▶ [Exercise prompt]: Copy out every line of the entries below, requests included, from the line containing "Task: in the photo above, where can the windscreen" through the line containing "x=385, y=359". Scale each answer coordinate by 0.6 and round it to a whole number, rounding halves up.
* Start Data entries *
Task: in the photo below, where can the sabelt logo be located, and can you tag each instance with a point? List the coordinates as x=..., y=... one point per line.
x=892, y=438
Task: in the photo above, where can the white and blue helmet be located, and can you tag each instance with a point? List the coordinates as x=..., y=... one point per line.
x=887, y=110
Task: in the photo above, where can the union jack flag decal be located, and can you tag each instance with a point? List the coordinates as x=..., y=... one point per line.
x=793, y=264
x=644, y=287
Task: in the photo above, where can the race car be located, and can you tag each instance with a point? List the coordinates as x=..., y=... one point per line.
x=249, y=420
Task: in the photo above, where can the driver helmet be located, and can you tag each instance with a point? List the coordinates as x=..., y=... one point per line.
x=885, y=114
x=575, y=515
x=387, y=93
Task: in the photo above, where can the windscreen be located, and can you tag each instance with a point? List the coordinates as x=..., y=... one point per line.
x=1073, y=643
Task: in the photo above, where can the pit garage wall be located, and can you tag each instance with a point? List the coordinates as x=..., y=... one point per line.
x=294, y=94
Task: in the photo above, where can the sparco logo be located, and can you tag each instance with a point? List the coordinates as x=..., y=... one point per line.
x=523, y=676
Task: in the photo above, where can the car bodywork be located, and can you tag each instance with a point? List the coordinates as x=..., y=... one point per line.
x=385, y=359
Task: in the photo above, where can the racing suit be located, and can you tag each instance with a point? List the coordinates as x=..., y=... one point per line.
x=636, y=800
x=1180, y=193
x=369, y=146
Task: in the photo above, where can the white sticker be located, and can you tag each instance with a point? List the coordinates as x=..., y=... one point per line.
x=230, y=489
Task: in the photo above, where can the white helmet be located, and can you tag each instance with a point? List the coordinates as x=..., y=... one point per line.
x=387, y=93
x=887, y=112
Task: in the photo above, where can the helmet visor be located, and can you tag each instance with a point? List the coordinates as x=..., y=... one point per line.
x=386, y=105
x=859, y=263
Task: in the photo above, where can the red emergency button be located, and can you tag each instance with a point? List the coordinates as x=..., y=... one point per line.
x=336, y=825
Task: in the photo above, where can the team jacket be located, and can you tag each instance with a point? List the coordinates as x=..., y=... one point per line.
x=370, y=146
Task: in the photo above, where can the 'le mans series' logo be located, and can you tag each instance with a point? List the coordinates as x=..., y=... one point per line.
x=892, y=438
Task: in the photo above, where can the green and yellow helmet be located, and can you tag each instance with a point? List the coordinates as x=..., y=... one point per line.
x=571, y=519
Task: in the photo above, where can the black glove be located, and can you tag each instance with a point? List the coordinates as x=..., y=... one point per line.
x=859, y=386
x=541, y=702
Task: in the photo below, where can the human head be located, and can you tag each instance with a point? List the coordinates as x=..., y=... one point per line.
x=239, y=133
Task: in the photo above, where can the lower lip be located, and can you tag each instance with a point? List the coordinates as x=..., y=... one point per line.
* End Data entries *
▶ [Completed task]:
Task: in the photo above, where can the windscreen be located, and can you tag each instance with a point? List the coordinates as x=..., y=... one point per line.
x=644, y=386
Task: in the photo above, where can the pit garage wall be located, and can you tag each instance with a point? List the coordinates as x=..., y=... one point per line.
x=176, y=56
Task: in the photo above, where can the sparco logo be located, and can you tag each instance with a point? List the coordinates as x=..., y=... one point per line.
x=314, y=406
Task: in the photo above, where can the car bodywork be located, and can you tag each instance with a point? List the coordinates as x=..., y=... one point per line.
x=231, y=215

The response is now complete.